Pointing records —
—————
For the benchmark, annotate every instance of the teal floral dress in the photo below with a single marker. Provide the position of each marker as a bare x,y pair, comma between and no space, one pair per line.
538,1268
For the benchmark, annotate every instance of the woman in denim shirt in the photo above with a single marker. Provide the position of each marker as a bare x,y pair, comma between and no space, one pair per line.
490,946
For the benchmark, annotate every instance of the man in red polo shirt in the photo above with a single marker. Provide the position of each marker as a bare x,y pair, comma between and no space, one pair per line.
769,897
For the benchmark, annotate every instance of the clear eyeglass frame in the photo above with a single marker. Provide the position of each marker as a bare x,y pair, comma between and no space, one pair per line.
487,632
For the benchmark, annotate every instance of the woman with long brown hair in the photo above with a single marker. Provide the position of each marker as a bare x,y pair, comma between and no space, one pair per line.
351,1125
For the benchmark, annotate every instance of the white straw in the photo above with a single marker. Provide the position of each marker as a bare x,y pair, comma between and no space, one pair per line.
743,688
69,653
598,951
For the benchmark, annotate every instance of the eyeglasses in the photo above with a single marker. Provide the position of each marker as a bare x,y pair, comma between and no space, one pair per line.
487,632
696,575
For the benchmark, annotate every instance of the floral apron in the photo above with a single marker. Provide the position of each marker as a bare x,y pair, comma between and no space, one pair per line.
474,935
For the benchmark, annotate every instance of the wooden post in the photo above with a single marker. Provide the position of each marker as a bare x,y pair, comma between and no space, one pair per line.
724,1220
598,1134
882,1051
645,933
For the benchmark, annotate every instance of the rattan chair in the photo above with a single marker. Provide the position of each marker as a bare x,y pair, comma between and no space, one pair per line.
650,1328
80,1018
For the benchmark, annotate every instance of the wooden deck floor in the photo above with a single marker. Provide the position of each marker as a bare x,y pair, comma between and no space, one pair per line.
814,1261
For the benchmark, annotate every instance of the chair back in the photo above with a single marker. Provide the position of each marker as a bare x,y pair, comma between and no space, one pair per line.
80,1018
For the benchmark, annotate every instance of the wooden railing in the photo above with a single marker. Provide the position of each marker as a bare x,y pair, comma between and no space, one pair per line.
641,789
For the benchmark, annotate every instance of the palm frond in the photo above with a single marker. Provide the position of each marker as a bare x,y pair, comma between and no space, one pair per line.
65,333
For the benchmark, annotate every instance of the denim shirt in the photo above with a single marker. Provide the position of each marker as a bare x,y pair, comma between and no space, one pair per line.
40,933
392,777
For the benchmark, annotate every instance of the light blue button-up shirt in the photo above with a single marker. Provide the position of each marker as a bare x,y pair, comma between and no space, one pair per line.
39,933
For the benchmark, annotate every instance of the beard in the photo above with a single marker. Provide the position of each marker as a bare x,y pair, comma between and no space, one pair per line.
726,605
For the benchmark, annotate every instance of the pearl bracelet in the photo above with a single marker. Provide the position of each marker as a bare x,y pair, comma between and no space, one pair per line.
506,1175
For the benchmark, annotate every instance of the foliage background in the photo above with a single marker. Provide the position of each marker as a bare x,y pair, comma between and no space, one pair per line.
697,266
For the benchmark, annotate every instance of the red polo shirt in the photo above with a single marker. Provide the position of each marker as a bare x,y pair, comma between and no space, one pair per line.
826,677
—————
Your instructions — Copy out every item above word for word, line by line, without changing anything.

Exercise solution —
For the benchmark, annotate every instance of the teal floral dress in the photo below with a single marker. Provide the position of each marker as a bare x,y pair, comma between and no space, one pair per line.
538,1268
For the benchmark, annotate every instance of the woman in denim shirt in the photo above with a single marker. Provide the position of each marker as a bare x,y pair, comma between and no space, one pair per line.
490,946
For the benchmark, annotate every instance of the man in red polo shirt in the photo above with a single marker. Provide the position of each marker as a bare x,y pair, comma between and no space, one pair per line.
769,897
For the benchmark, annotate every instance of the clear eyeglass frame in the photo above with a single marker. Provide the position of each marker as a bare x,y pair, comma between and no space, one pair per line.
487,632
For the benchmark, annotate every instance of the woman with long brown hair in the photo above with a single marker. Provide the position of each marker as a bare x,y pair, comma between and no space, one pair per line.
351,1125
For the benchmark, annotate every instance of the white straw in the photo above with a single marker. Provide the position of each marker as a bare x,y pair, comma between and no space, one pair per line.
743,688
69,653
598,951
For the benchmark, annotate every instance of the eyeglasses in the photo above with a single marker. Provide the position of each marker as a bare x,y pair, comma between and no space, one pair per line.
487,632
696,575
For the benchmark, annotate every instance of the floral apron in the photo above with a single marker. Provide the position of each marker as a bare x,y pair, comma between and no space, one pair per line.
474,935
For the benchmark, annotate every instance of the wooden post in the photo above with a single marker. Provide the position of each marker as a bare x,y pair, comma between and no space, one pair per line.
724,1220
598,1134
882,1051
645,933
For the benchmark, annotate every instance of the rattan chair in the photo above with a single marker. Provide the position of each marker as a bare x,y pair, comma between and no space, one pair per line.
650,1328
80,1018
For the benchmark, annotate every instance of the wooden deck floor in the photo above with a single marker. Provide the position of each marker as a bare x,y pair, comma between and no space, one pair per line.
814,1261
For the benchmark, annotate every instance of the chair back in the photo above with a single marker. Provide the position of each marker as a bare x,y pair, comma between and no space, one pair per line.
80,1018
For the benchmark, annotate every instance of the wooden railing in the photo above with a single marker. Provide the position of each marker as a bare x,y pair, comma between and no space, one pair per line.
641,789
For the benchmark, annotate every instance of the palm frond in the photo above with a single marker. Provide the position of each marker as a bare x,y pair, comma between and no space, one pair per line.
65,333
For the benchmark, annotate every instance of the denim shirt in the photo above with a single marker. Provide the position of each marker as a bare x,y pair, comma between and no space, one pair per line.
40,933
392,777
For the benchmark, annotate every instance of the light blue button-up shirt in the photo above with a single marker. Provide the position of each marker as a bare x,y pair, comma between and no space, one pair per line.
39,933
For the benchmark, annotate every instance of the beard in the photo above with a single marker. Provide the position of each marker as a bare x,y pair, comma between and no space, one pair per line.
726,605
For the benchmark, annotate every instance of the pearl bracelet in the photo above with a single marker. Provide the position of each marker as a bare x,y pair, comma between and no space, one pair per line.
506,1175
For the benchmark, annotate every instance of the foliage background in the photo above with a single marker. Provide the position of each marker as a bare x,y pair, comma between and no space, one pair per line.
697,266
For the benchmark, annotate every instance of the red polo shirt in the photo above with a single marker. Provide the position of each marker as a bare x,y pair, comma between and no space, one pair per line.
826,677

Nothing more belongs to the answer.